# SET OF TASKS:
• 1. In the post about refighting the Second Battle of Komárom, why could the draft scenario never let the game follow the shape of the actual battle?
• 2. Go on with the post about refighting the Second Battle of Komárom, starting right after its last sentence.

# PASSAGE PROVIDED:
It's been two months since my last post about our Hungary 1848 campaign, our refight of Pered. That's due in part to summer holidays, but also to the fact that playtesting battle #9, the Second Battle of Komárom, did not go entirely smoothly.

We had an initial rather disappointing playtest. I'd tried too hard to make funky special rules for reinforcements recreate the unusual course of the historical action. As the players themselves pointed out, these induced 'gamey' player behaviour (which backfired). Furthermore, it wasn't a particularly exciting game, as the action was mainly limited to a to-and-fro slog in one sector of the table.

I rewrote it, replacing the problematic reinforcement rules with something more conventional. I did a solo rerun. This went better.

But then for a sanity check I looked in detail at the history again. Oh woe! For games #1-#8, I'd done this before the playtest and revised the scenario to reflect my recent research. I'd evidently failed to do so for this one. The draft scenario wasn't wrong, exactly, but by starting the action before the preliminary skirmishes it really made it impossible for the game ever to follow the shape of the actual battle. This is because the battle proper started after the Austrian commander, Haynau, thought it was over and was sending his troops back to camp, which a tabletop player is never going to do.

The situation is this. After Pered, the Hungarian army has retreated into its great fortress and entrenched camp at Komárom. Haynau has marched on Komárom along the south bank of the Danube, easily driving back a few Hungarian outposts. His aim now is to tighten his cordon around Komárom and cut its communications with Budapest on the south bank. If he can provoke a major battle outside the fortress, even better, but he does not feel ready to assault the fortifications and explicitly forbids his subordinates to do so.

Data listing
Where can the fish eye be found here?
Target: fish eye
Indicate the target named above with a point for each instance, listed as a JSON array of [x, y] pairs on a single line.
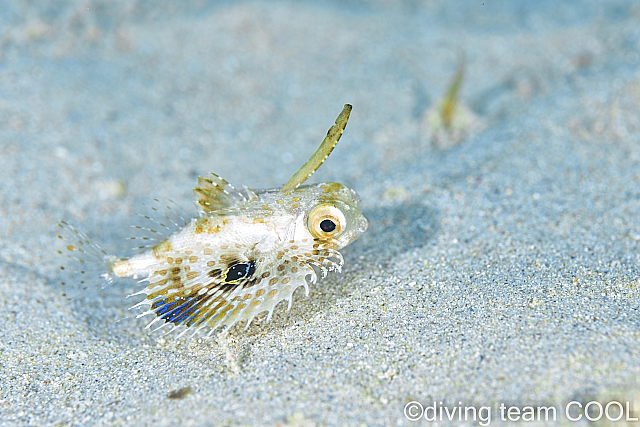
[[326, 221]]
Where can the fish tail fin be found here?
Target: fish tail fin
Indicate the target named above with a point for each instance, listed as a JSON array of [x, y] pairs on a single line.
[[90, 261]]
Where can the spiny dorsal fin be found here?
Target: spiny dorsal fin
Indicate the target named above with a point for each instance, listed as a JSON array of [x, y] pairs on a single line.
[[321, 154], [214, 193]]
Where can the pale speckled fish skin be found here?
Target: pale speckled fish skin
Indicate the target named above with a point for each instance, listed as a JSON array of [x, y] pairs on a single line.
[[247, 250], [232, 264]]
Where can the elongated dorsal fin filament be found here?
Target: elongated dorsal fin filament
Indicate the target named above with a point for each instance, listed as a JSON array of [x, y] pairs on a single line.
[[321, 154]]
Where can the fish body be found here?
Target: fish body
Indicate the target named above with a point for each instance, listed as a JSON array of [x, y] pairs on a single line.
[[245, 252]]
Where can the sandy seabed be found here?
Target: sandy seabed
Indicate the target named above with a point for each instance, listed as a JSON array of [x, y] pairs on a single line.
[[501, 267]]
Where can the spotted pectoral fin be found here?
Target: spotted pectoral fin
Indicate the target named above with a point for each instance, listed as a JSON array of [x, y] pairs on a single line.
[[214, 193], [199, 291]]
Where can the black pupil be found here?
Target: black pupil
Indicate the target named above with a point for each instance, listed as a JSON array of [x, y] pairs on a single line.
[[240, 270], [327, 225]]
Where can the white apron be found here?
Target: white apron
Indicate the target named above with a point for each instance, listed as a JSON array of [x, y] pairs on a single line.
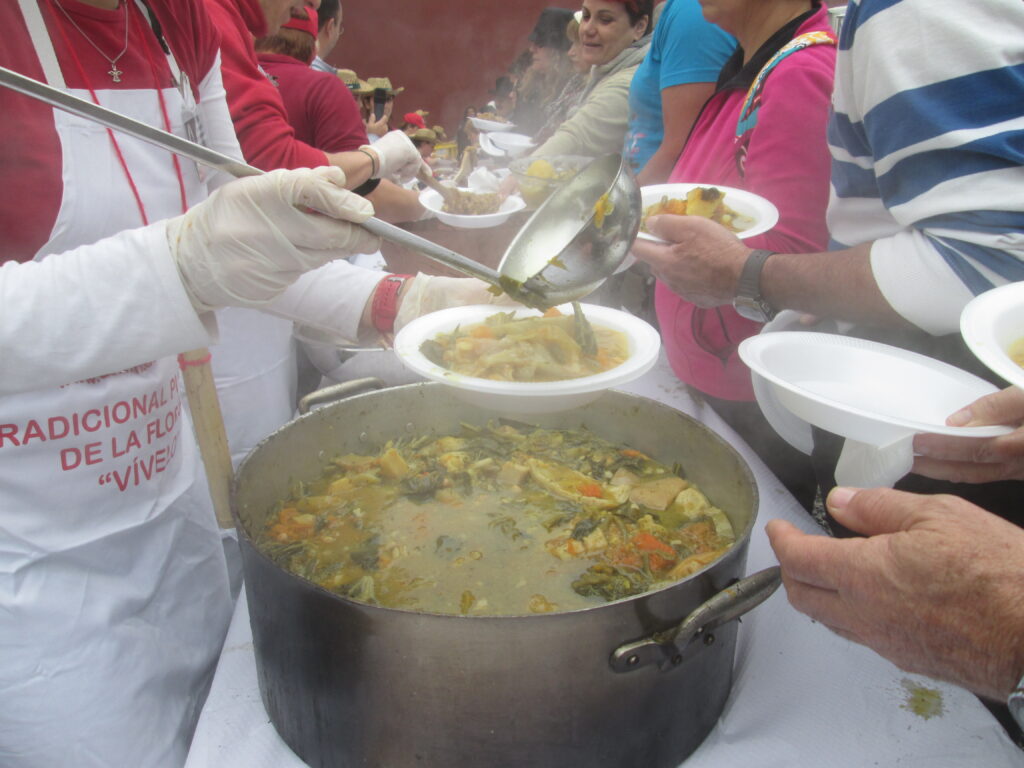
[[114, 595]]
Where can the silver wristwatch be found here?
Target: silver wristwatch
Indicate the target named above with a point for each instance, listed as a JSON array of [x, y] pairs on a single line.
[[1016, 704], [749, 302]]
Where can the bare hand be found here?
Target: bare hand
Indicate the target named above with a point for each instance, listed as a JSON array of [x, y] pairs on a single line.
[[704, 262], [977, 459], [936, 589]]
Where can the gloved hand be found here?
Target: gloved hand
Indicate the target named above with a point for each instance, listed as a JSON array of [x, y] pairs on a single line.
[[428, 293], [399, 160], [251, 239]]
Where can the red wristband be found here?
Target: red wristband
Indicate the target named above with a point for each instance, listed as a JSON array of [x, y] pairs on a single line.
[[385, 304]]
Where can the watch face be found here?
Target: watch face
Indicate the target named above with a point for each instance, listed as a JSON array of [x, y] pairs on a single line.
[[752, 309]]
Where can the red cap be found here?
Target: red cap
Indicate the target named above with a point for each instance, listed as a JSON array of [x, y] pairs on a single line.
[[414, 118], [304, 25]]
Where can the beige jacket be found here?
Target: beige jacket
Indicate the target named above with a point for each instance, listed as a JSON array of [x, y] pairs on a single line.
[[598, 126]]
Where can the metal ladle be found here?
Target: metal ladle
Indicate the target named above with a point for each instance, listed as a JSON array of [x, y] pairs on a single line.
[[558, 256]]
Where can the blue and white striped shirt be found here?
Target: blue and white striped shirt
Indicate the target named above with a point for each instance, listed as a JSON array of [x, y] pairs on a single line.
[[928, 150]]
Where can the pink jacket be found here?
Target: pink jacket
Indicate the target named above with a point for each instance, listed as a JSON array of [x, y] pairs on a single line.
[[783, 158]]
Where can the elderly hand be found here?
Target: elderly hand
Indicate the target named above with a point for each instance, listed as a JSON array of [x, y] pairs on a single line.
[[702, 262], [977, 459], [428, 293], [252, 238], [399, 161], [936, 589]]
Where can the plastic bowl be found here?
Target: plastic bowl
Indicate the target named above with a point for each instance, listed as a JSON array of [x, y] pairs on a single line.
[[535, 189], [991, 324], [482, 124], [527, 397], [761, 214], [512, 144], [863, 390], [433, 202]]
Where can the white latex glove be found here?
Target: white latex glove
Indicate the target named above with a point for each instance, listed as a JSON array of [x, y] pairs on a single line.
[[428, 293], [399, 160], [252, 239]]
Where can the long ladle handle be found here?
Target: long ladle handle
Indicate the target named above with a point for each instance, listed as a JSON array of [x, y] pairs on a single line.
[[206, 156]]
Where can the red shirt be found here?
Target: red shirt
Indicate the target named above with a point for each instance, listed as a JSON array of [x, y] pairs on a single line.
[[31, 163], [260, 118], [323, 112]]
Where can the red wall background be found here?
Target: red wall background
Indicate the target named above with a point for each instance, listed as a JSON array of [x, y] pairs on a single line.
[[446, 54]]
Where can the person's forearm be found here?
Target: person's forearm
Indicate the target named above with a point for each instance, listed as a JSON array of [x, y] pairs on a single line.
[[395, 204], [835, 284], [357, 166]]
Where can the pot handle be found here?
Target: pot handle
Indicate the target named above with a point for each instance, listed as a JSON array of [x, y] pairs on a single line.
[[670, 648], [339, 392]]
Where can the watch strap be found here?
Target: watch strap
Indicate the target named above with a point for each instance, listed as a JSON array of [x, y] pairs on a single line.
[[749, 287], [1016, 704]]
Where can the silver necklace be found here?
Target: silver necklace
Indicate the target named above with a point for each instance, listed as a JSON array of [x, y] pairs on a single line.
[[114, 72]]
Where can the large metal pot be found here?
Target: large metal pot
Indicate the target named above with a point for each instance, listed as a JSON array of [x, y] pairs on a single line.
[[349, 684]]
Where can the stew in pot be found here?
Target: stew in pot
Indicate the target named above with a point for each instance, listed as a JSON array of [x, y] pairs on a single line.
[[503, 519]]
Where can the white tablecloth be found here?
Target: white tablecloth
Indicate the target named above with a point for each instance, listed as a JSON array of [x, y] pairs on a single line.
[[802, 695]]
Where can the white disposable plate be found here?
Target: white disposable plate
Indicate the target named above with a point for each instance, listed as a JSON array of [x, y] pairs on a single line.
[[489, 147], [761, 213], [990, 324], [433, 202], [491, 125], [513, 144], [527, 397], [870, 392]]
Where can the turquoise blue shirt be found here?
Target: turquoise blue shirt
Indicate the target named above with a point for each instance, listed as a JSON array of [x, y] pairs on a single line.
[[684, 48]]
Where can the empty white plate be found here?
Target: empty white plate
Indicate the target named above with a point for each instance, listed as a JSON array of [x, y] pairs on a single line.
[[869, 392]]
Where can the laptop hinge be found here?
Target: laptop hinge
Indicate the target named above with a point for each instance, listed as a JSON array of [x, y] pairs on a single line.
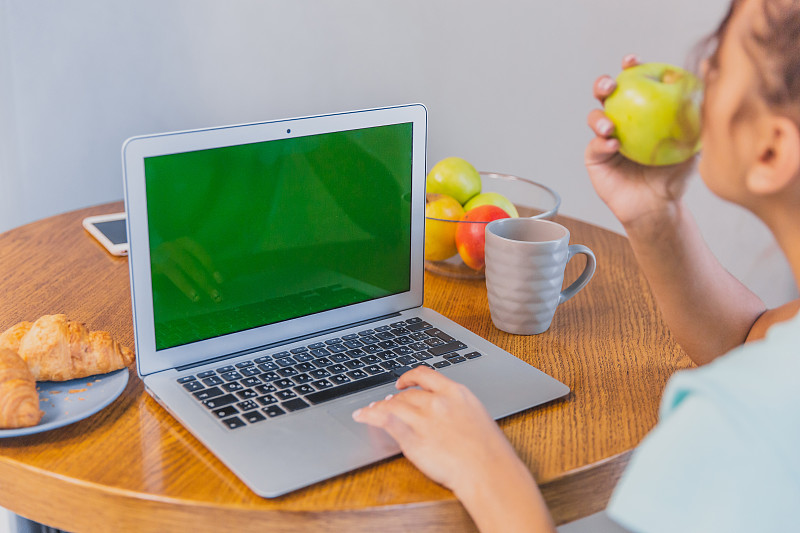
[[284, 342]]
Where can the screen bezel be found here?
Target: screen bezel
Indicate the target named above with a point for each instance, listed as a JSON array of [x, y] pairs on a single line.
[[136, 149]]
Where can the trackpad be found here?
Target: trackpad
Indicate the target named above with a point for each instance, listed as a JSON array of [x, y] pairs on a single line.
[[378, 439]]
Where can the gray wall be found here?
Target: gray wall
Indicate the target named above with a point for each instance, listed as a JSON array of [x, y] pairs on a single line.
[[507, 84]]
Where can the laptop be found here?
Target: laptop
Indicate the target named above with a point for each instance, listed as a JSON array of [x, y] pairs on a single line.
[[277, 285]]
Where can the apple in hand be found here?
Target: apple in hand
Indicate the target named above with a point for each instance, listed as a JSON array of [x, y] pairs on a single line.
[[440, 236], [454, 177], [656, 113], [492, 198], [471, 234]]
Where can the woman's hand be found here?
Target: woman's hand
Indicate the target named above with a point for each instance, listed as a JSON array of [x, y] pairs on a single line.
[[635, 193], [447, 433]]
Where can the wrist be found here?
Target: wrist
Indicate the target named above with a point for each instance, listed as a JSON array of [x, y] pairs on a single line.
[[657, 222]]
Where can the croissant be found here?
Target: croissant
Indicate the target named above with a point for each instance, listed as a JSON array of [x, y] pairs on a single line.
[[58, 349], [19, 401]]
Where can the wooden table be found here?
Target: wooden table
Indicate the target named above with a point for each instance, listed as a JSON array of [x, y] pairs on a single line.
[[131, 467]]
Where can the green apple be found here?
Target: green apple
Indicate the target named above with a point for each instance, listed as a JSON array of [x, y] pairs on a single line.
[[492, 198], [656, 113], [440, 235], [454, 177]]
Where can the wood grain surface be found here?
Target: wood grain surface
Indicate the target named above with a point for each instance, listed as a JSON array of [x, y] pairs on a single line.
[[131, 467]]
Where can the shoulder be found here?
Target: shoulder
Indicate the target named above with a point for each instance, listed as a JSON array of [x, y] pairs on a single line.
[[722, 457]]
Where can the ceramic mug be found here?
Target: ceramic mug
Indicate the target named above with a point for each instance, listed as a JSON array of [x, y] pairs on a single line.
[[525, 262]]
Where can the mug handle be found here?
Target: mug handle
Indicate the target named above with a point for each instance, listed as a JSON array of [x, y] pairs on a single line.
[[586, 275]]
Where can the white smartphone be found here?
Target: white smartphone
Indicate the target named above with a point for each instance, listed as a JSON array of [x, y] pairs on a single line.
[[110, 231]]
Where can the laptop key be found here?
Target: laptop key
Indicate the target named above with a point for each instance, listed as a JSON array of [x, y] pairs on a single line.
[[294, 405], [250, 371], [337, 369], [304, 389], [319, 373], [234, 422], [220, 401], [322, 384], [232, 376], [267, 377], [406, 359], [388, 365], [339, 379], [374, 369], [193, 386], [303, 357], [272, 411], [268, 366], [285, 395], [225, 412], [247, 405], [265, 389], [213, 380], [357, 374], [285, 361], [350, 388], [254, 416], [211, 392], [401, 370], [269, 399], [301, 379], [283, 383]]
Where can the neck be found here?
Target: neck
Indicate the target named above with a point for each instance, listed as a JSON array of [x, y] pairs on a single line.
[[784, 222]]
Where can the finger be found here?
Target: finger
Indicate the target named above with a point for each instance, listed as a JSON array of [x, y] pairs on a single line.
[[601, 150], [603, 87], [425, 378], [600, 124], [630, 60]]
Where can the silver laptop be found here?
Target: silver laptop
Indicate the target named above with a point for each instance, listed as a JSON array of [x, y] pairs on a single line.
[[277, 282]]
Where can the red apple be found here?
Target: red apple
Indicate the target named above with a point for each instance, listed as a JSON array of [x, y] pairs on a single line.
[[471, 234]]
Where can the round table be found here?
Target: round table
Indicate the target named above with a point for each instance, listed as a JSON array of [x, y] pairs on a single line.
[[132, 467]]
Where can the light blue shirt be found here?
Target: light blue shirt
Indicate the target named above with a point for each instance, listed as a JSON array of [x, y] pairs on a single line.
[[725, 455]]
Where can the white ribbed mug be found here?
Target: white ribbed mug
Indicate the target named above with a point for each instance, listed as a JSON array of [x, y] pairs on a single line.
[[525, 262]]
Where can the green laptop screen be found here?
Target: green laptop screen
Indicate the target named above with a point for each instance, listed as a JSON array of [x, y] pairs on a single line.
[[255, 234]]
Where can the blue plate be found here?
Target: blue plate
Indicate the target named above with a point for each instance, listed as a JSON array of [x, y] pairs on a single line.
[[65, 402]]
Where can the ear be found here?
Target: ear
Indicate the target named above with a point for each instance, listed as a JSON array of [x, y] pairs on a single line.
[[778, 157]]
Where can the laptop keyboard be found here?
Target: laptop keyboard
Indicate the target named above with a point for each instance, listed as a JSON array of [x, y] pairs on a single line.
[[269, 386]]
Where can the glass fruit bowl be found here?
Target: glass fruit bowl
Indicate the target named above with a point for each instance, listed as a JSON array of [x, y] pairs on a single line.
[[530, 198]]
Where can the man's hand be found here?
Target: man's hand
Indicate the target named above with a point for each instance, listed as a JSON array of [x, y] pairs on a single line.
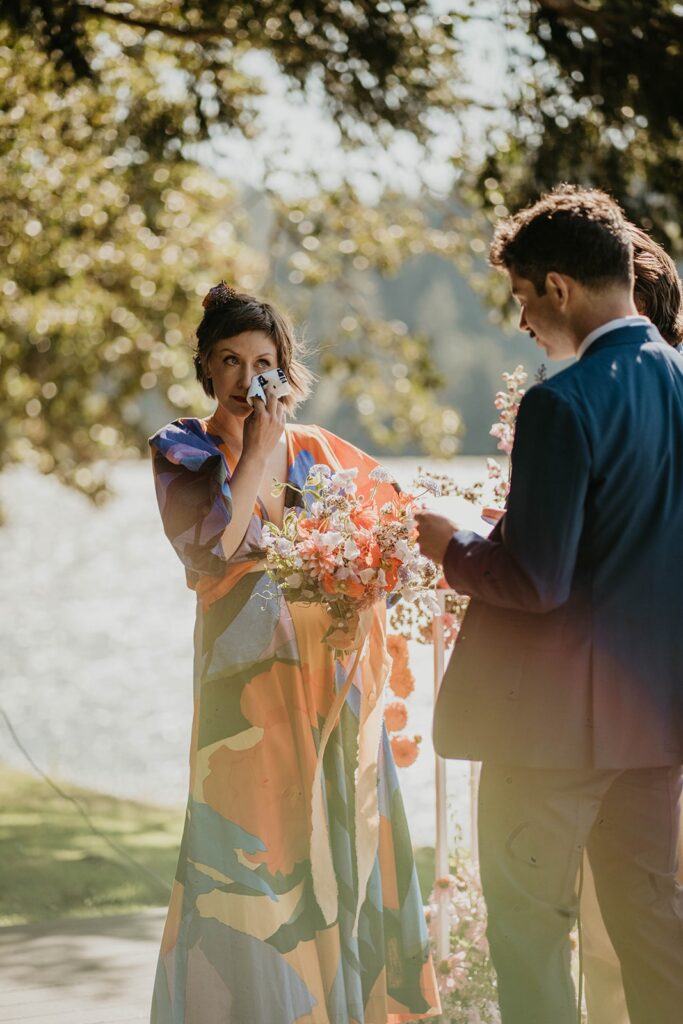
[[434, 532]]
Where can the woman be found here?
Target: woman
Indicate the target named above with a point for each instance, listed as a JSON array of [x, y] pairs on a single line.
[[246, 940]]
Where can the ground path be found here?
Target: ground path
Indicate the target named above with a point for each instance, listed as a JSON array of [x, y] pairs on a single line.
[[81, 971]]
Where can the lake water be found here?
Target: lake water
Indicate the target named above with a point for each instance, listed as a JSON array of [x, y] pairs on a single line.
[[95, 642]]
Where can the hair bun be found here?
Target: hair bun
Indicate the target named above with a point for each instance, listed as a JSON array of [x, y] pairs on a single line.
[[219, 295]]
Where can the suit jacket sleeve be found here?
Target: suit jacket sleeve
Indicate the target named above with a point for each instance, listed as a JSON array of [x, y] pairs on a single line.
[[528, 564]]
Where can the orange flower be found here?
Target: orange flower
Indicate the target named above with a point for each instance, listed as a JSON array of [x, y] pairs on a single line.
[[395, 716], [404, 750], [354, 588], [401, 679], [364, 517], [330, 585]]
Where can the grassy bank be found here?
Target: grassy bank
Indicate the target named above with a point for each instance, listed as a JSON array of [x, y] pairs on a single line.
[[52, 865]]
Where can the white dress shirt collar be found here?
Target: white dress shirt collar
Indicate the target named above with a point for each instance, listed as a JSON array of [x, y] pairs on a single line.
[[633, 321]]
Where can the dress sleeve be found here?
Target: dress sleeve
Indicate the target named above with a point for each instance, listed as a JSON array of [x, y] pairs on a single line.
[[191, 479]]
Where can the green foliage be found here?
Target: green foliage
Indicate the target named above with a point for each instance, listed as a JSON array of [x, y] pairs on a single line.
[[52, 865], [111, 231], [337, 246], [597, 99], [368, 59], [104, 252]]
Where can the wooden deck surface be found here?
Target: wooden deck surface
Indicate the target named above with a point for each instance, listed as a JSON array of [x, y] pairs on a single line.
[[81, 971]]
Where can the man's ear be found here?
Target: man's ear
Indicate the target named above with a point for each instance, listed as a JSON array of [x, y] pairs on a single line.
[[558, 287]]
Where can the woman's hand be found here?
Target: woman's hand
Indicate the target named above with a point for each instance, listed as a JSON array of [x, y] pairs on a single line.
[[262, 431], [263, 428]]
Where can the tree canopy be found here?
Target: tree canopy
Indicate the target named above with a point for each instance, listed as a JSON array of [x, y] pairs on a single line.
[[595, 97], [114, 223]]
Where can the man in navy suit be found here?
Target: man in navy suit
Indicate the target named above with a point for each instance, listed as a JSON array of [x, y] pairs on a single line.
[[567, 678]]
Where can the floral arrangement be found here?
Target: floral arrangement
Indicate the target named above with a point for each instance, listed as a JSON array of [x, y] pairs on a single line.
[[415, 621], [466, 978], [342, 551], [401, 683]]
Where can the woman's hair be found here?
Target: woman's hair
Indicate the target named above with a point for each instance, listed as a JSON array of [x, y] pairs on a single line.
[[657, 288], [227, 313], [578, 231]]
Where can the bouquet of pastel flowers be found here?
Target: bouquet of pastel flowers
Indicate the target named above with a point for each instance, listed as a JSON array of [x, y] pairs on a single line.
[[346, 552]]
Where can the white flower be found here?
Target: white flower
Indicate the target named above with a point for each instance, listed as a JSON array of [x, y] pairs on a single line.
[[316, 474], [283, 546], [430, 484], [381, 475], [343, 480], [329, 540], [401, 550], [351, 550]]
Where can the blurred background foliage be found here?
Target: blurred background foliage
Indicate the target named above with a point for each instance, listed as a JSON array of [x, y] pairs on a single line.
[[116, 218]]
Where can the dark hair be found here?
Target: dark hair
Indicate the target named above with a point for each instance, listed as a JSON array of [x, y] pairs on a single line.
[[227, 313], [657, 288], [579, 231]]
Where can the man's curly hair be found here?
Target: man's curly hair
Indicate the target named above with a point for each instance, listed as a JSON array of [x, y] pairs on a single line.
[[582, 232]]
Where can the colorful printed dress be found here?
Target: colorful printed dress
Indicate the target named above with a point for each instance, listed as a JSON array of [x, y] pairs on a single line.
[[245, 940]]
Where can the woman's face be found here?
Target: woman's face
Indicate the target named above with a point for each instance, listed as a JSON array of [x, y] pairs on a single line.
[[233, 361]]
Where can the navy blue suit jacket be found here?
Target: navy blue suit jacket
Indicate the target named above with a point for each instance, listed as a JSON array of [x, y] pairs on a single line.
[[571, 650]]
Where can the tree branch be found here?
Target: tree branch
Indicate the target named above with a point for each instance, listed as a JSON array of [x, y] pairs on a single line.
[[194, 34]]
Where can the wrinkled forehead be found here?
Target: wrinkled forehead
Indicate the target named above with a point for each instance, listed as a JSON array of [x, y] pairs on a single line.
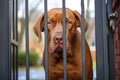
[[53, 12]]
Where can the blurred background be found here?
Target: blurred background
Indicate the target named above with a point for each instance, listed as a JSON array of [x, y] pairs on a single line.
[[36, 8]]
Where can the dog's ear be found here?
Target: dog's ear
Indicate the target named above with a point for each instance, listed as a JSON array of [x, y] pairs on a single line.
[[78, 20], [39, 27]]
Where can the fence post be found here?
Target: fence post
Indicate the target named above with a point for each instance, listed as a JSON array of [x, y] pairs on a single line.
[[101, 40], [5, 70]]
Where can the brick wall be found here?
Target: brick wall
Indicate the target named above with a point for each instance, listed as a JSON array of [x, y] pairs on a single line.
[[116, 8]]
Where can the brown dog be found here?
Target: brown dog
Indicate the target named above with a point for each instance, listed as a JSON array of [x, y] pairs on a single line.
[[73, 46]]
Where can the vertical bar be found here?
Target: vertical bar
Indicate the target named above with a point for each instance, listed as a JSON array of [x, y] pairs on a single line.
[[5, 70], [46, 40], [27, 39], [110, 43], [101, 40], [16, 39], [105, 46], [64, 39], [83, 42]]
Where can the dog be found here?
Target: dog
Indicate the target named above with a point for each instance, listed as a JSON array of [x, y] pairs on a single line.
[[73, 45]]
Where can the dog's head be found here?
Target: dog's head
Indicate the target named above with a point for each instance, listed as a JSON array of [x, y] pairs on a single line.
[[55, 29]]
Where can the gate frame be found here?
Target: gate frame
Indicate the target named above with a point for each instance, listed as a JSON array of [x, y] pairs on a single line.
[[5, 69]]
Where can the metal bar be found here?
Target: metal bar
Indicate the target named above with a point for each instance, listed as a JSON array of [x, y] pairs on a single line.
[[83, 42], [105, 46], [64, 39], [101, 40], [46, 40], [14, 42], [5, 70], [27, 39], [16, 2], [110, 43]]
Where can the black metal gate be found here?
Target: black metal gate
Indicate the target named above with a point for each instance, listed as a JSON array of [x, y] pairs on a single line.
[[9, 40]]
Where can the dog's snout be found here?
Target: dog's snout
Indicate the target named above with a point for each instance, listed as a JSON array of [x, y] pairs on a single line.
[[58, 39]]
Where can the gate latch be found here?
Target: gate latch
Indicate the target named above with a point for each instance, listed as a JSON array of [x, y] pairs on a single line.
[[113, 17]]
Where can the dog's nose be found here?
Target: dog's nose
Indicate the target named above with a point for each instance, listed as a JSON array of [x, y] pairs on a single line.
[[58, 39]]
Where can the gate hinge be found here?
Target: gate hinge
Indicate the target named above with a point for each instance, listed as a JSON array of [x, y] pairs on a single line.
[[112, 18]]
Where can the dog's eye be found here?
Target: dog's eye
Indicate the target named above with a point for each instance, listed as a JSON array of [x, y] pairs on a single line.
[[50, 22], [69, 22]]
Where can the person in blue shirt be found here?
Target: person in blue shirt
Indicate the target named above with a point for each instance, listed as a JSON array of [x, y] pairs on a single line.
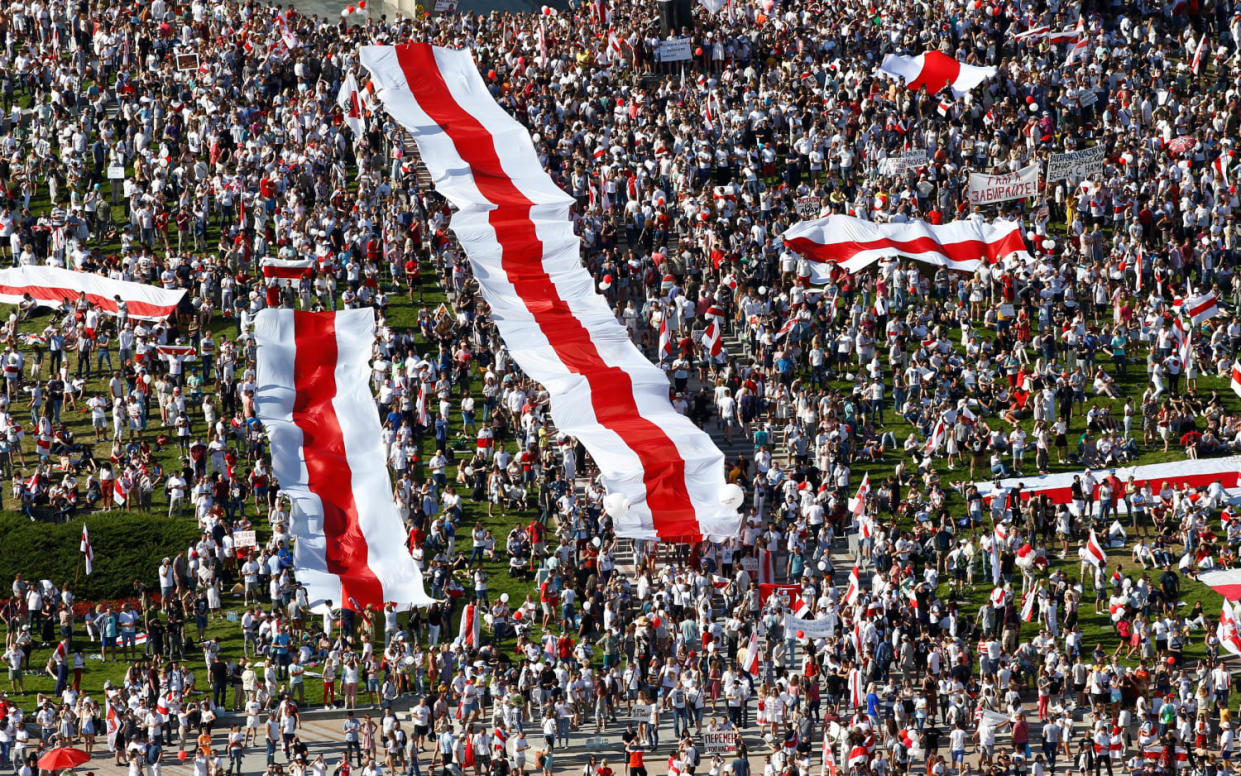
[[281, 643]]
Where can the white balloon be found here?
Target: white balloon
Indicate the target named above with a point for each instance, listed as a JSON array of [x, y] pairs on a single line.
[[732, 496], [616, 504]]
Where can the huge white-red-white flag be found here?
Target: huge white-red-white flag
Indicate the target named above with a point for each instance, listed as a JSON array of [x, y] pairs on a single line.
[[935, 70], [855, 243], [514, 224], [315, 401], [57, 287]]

# ANSWERS TO THE EXERCISES:
• 1. The draft started the action before the preliminary skirmishes. The real battle began only after Haynau thought the fighting was over and was sending his troops back to camp, and a tabletop player is never going to do that.

• 2.
C19 map of the fortress and the area around it. (Circa 1860s - the fortification on the Sandberg was built after the war, and the railway is new too.) From the Austrian Second Military Survey map collection here.)

Thus the allies advance, flags flying and drums beating, and make an imposing show of force around the Hungarian lines. Some hussars sally forth with their horse artillery but are soon driven back to the shelter of their fortified camp. Benedek's brigade seizes the village of Ó-Szőny on the eastern flank, cutting the riverside route to Budapest. Haynau is satisfied he has achieved his aim and orders his major formations to withdraw to camp: Schlik's I Kps to hold the Ács wood, Panutine's Russian division to retire south to Nagy-Igmánd, and Wohlgemuth's IV Kps to march off to Mocsa in the southeast.

Unfortunately in an excess of zeal one of Schlik's brigades (Reischach) had exceeded its orders, chased off a Hungarian sallying force, and pursued it actually into the redoubts. This produced a counterattack directed by Görgei in person (who also turned his own guns and sabres on routing Hungarian troops to forcibly rally them). The Hungarian counterattack against a force that had now been ordered to withdraw anyway threw I Kps into disarray. Görgei seized the opportunity and launched a large-scale attack on I Kps, aiming to inflict significant damage before the rest of the allied army could intervene.

The scenario map.

This is the moment at which the revised BBB scenario for our last playtest started. Both sides have some troops disordered by the preceding skirmishes. The Austrians only have I Kps and Benedek at their disposal initially. IV Korps is some distance from the action and obliged to move towards Mocsa for three turns unless it rolls a 6. The Russians are off-table and will enter on T4, T5 or T6, depending on the dice.

IV Korps marching serenely away from the action. Lovely day for it.

This playtest went much better. A well-marshalled Hungarian assault on the eastern flank saw Benedek expelled from Ó-Szőny and wiped out in short order.

Benedek's men await their doom.

Not so smooth on the main front in the west: Hungarian columns and limbered guns debouched from the redoubts, but the units intended to screen them failed to coordinate their advance. This presented Schlik with an opportunity he duly took, launching his brigades into a renewed attack. This promised great things but failed to deliver, as the dice were kind to the Hungarian defenders' fire and less so to the Austrians' closing assault.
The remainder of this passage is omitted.